--- Задания ---
**a.** В записях от строки с «Indicate every instance of the metal balcony» до строки с «(475, 1083)» включительно замените «garden wall» на «stone fence». Приведите эти строки полностью и больше ничего в них не меняйте.
**b.** Напишите продолжение отрывка о суде чести над адмиралами.

Генеральская правда, 1941-1945 (Рубцов) - страница 206

То есть упреки в антиобщественных проступках постепенно подменялись обвинениями в уголовно наказуемых деяниях, а уголовщина смешивалась с политическими обвинениями. В условиях 30—40-х гг. это была самая настоящая адская смесь, такой состав преступления, за которым ни одно самое суровое наказание уже не казалось суду избыточным.

...Сталинская режиссура предусмотрела даже эффектную паузу, за умение держать которую всегда ценили актеров. Когда заседание завершилось, был объявлен перерыв, чтобы судьи могли вынести свой вердикт. Подсудимых успели накормить обедом, они могли перекурить, обменяться мнениями. Но пауза затягивалась...


Для посвященных никакой загадки не существовало — председательствующий поехал в Кремль, чтобы именно там получить указание, каким должен быть приговор. Наконец маршал Говоров вернулся. Решение, продиктованное вождем, гласило: ходатайствовать перед Советом Министров о передаче дела в Военную коллегию Верховного суда СССР.

...Закончен первый акт драматического действа под названием «суд чести над адмиралами». Сценические подмостки для продолжения спектакля перенесли в другое место: второй акт проходил уже по новому адресу — Никольская улица, дом 23. Сегодня здесь располагается Мосгорвоенкомат, а в 1948 г. в этом здании заседала Военная коллегия.

--- Выдержка из данных ---
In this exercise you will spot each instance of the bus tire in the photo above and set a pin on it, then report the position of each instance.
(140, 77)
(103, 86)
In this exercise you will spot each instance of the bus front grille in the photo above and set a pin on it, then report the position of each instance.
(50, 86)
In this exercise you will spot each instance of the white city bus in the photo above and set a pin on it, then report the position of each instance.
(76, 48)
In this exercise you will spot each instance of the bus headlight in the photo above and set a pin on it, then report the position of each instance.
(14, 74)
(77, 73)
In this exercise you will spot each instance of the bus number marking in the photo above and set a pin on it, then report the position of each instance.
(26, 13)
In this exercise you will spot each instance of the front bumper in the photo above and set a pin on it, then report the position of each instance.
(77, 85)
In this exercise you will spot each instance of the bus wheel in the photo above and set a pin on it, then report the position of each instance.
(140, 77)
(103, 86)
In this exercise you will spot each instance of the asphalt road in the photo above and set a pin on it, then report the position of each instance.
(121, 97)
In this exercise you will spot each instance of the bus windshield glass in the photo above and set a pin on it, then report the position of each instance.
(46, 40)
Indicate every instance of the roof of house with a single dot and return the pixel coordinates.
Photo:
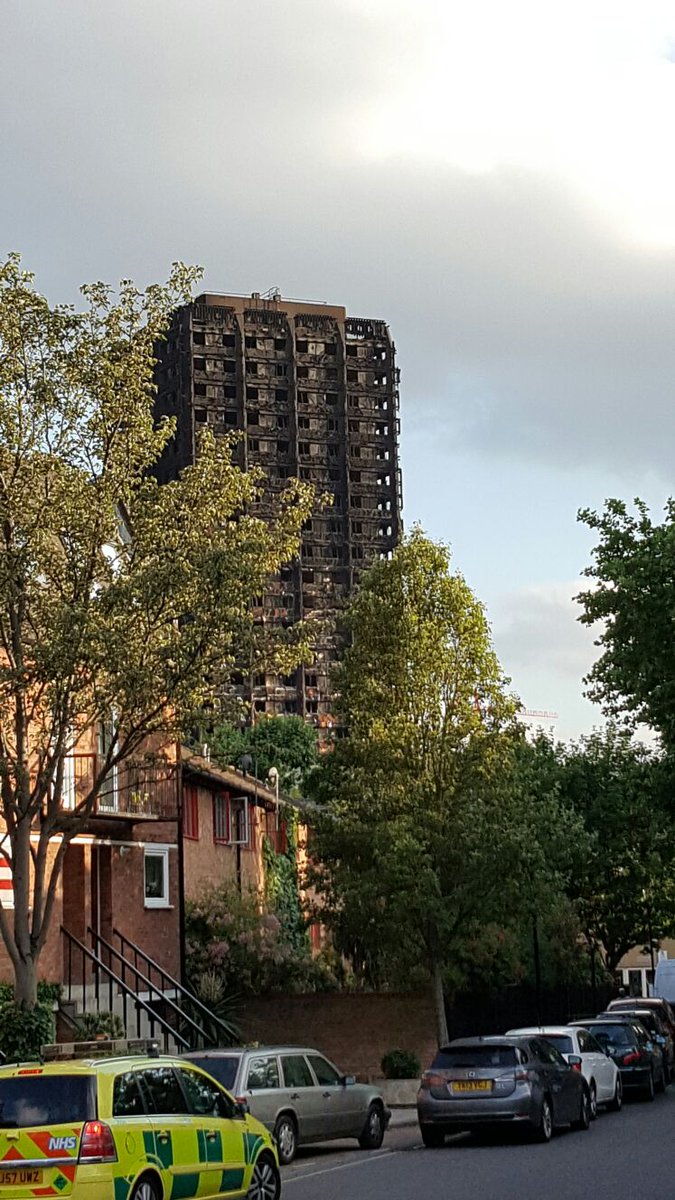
(228, 779)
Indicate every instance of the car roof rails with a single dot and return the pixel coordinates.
(102, 1048)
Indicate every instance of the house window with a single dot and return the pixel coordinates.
(191, 813)
(221, 819)
(239, 821)
(156, 877)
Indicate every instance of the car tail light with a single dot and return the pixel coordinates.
(431, 1080)
(97, 1144)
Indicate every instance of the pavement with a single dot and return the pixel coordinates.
(623, 1156)
(402, 1116)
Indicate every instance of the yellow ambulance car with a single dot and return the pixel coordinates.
(129, 1128)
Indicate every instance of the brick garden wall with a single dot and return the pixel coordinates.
(352, 1029)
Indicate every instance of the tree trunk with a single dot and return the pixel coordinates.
(25, 983)
(440, 1002)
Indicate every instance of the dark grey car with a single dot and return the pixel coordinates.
(299, 1095)
(525, 1081)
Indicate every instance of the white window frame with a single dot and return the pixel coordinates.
(221, 819)
(163, 900)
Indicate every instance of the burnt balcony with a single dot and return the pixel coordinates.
(144, 790)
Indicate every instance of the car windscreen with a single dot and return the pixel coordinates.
(614, 1035)
(222, 1068)
(31, 1101)
(649, 1020)
(560, 1041)
(455, 1057)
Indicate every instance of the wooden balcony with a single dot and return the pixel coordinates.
(144, 790)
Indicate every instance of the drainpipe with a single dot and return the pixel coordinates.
(180, 863)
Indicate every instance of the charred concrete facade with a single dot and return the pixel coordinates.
(316, 396)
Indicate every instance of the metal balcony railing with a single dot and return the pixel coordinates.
(136, 790)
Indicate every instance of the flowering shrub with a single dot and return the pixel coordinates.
(231, 935)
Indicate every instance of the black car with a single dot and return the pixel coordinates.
(514, 1080)
(657, 1031)
(638, 1059)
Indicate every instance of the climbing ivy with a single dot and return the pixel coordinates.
(282, 891)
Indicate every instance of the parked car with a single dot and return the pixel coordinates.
(136, 1127)
(584, 1054)
(638, 1059)
(617, 1007)
(298, 1095)
(658, 1032)
(524, 1081)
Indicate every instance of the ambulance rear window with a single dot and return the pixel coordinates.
(33, 1101)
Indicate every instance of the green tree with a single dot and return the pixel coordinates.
(117, 595)
(413, 823)
(632, 599)
(625, 891)
(286, 743)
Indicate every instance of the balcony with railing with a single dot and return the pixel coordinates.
(144, 790)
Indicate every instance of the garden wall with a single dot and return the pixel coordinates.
(352, 1029)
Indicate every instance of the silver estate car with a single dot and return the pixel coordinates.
(298, 1095)
(475, 1083)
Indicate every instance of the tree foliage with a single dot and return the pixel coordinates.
(632, 599)
(117, 595)
(286, 743)
(416, 834)
(625, 888)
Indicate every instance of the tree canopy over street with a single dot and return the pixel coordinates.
(120, 601)
(423, 831)
(632, 599)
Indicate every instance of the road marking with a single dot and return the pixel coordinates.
(341, 1167)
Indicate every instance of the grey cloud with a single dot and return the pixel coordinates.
(547, 653)
(228, 133)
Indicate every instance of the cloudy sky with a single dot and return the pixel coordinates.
(497, 181)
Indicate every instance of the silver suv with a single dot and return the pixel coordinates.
(298, 1095)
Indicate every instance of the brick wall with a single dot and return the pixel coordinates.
(155, 930)
(352, 1029)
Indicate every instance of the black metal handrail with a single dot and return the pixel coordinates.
(168, 981)
(114, 979)
(199, 1037)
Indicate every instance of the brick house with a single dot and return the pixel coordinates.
(162, 828)
(226, 814)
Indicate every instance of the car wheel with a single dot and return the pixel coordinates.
(584, 1120)
(544, 1128)
(616, 1102)
(286, 1138)
(431, 1137)
(266, 1182)
(372, 1134)
(147, 1189)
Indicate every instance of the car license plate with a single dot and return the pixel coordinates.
(18, 1176)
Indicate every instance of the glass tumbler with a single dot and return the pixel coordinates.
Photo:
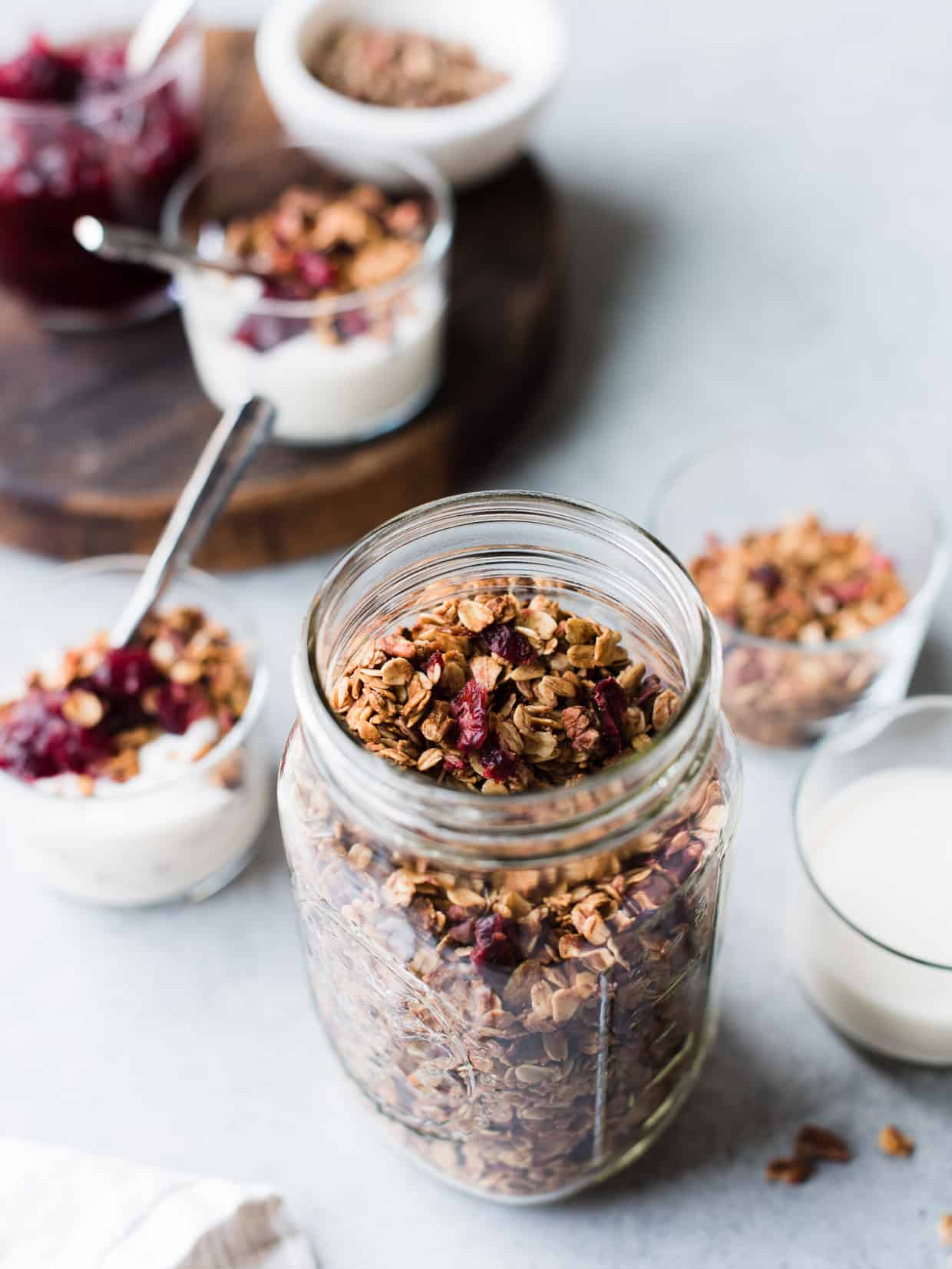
(530, 1082)
(183, 835)
(790, 693)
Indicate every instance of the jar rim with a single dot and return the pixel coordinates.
(702, 687)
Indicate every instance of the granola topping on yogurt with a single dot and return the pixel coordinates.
(112, 715)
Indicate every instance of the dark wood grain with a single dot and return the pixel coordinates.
(99, 431)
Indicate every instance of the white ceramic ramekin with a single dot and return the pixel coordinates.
(468, 142)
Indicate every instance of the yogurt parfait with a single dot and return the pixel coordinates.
(134, 775)
(340, 318)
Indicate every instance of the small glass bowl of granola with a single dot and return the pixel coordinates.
(821, 569)
(344, 328)
(136, 775)
(509, 806)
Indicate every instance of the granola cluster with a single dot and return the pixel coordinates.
(812, 1145)
(322, 244)
(501, 696)
(524, 1029)
(802, 584)
(802, 581)
(91, 713)
(400, 68)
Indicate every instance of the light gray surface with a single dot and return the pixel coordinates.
(759, 202)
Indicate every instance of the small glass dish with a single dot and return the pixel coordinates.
(182, 837)
(785, 692)
(868, 929)
(388, 361)
(113, 155)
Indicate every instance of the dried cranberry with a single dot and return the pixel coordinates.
(508, 643)
(351, 324)
(126, 673)
(495, 943)
(36, 742)
(41, 74)
(433, 664)
(464, 932)
(264, 332)
(497, 763)
(769, 577)
(649, 688)
(470, 707)
(178, 707)
(315, 268)
(612, 705)
(103, 66)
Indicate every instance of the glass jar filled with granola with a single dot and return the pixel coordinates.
(508, 805)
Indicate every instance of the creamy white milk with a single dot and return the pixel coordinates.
(880, 853)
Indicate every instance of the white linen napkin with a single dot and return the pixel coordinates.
(62, 1210)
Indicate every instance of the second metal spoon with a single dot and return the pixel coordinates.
(230, 449)
(140, 246)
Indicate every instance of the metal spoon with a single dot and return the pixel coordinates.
(221, 464)
(153, 32)
(140, 246)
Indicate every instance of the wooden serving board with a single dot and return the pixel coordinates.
(98, 433)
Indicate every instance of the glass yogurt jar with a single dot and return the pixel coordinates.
(520, 985)
(344, 332)
(174, 806)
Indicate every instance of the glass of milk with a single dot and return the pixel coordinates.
(871, 911)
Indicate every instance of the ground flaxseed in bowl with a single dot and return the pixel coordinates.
(402, 69)
(518, 983)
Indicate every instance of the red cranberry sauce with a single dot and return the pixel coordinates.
(37, 742)
(98, 157)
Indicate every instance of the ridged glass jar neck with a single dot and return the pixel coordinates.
(597, 565)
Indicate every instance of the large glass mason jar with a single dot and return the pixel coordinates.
(526, 1075)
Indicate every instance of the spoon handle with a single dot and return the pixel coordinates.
(139, 246)
(235, 441)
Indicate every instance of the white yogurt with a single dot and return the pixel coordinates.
(324, 392)
(880, 851)
(170, 831)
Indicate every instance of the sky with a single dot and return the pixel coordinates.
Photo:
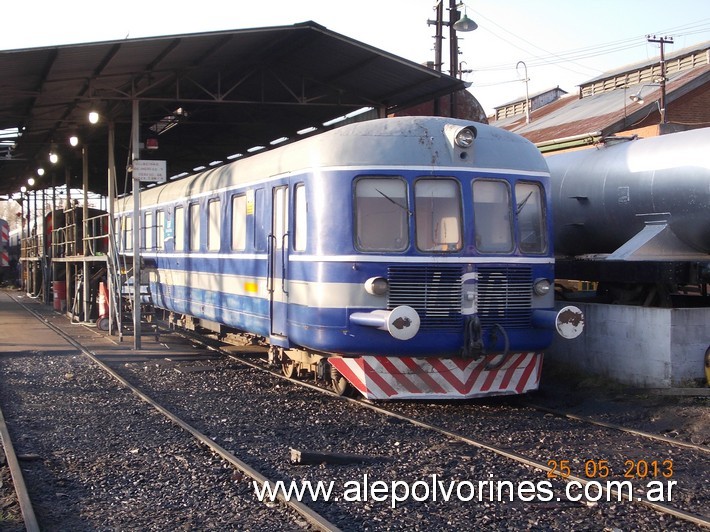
(561, 42)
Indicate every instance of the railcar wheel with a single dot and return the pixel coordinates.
(289, 368)
(340, 384)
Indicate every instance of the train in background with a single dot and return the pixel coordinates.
(9, 253)
(633, 215)
(406, 257)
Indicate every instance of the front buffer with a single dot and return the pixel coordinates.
(389, 377)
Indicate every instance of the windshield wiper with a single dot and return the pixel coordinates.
(522, 203)
(393, 201)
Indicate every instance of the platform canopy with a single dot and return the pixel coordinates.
(201, 98)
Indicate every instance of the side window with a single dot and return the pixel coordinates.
(214, 224)
(128, 232)
(179, 228)
(239, 222)
(438, 215)
(300, 218)
(148, 231)
(381, 214)
(492, 216)
(529, 208)
(194, 219)
(159, 228)
(260, 214)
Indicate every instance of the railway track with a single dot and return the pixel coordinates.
(237, 404)
(592, 470)
(312, 518)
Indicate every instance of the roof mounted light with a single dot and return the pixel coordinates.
(465, 137)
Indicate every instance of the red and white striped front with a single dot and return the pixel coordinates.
(379, 377)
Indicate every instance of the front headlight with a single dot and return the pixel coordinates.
(377, 286)
(465, 137)
(542, 287)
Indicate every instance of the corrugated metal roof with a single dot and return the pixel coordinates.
(239, 89)
(608, 112)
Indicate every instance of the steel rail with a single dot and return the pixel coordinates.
(696, 519)
(312, 517)
(23, 497)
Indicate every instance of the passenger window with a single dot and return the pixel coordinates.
(194, 226)
(148, 231)
(179, 228)
(128, 232)
(239, 222)
(532, 234)
(260, 212)
(159, 225)
(214, 224)
(300, 219)
(492, 216)
(381, 214)
(438, 215)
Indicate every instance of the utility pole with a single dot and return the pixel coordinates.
(662, 41)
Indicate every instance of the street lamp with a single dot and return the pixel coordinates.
(527, 95)
(455, 23)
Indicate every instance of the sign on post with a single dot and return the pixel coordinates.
(149, 170)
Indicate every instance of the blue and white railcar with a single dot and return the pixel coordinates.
(409, 256)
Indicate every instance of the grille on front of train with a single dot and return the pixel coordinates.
(433, 291)
(504, 296)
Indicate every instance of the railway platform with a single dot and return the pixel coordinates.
(28, 325)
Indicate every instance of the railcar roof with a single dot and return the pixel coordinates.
(236, 89)
(390, 142)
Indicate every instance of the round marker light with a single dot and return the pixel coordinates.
(542, 287)
(465, 137)
(377, 286)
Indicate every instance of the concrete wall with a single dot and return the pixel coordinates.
(646, 347)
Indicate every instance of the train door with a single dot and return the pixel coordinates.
(278, 260)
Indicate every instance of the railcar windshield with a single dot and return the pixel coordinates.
(529, 209)
(492, 216)
(381, 214)
(438, 215)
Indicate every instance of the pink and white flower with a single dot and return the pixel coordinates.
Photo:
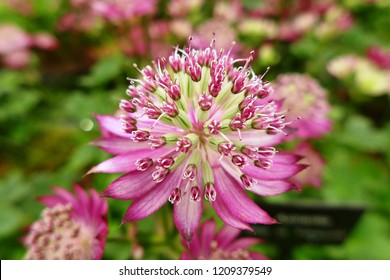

--- Ответы ---
**a.**
Indicate every instance of the metal balcony railing with a single dot and return the pixel coordinates.
(136, 790)
Indicate every instance of the flowering shrub with a single dot and return the pixel coordinates.
(231, 935)
Indicate every instance of the black car with a single dot and return the pixel coordinates.
(514, 1080)
(657, 1031)
(638, 1059)
Indicate every instance of the climbing ivy with a single dot and return the pixel coordinates.
(282, 891)
Indicate every instance of the parked car with a single dot and return the pixel coordinates.
(136, 1127)
(584, 1054)
(638, 1059)
(617, 1007)
(298, 1095)
(658, 1032)
(524, 1081)
Indicate every instance of the ambulance rear window with a single dot and return the pixel coordinates.
(33, 1101)
Indicate every instance of the green tree with a single dot and return the pixel coordinates.
(117, 595)
(413, 823)
(632, 599)
(625, 891)
(286, 743)
Indicate every instance of the balcony with railing with a single dot and return the pixel coordinates.
(144, 790)
Indicate every instance of the stone fence with a single dot and return the pixel coordinates.
(352, 1029)
Indicate every instance of the silver estate car with a single dot and return the pixel coordinates.
(298, 1095)
(475, 1083)

**b.**
13 февраля 1948 г. всех четверых адмиралов вызвали в главкомат ВМС и пока еще без конвоя, одной автомашиной направили на Никольскую. Здесь их по очереди стали вызывать в небольшой зал, где члены Военной коллегии во главе с генерал-полковником юстиции В.В. Ульрихом допрашивали подсудимых. Задавали те же самые вопросы, что звучали на суде чести. «Никто не ссылался на соседа, и каждый готов был принять на себя полную ответственность», — вспоминал Н.Г. Кузнецов. От себя добавим, что Николай Герасимович как бывший нарком считал себя ответственным за действия подчиненных и настоятельно просил Галлера, Алафузова и Степанова ссылаться на то, что и чертежи, и торпеда, и карты были переданы с его разрешения.

— Не слишком ли, Николай Герасимович, вы рискуете? — спросил адмирал Алафузов. — Похоже, что «охота» идет именно на вас.

— Я — нарком, и мне за все отвечать. Если в этом деле и есть чья-то вина, то не ваша, — был ответ.

Не искушенные в юридических тонкостях моряки и сами, судя по всему, не заметили, что суд начался. Дело слушалось в закрытом заседании. Театр абсурда продолжался!

Следователи твердо вели линию на обвинение адмиралов в антигосударственной деятельности. Ничего хорошего не сулило участие Ульриха в процессе: он был человеком, к закрытым судебным заседаниям привычный еще с 30-х гг., со времени знаменитых московских процессов, когда, исполняя волю Кремля, приговорил к расстрелу сотни и тысячи политических противников Сталина, включая представителей т.н. ленинской гвардии — Каменева, Зиновьева, Бухарина, Серебрякова, Крестинского, а также крупных военачальников Тухачевского, Уборевича, Якира...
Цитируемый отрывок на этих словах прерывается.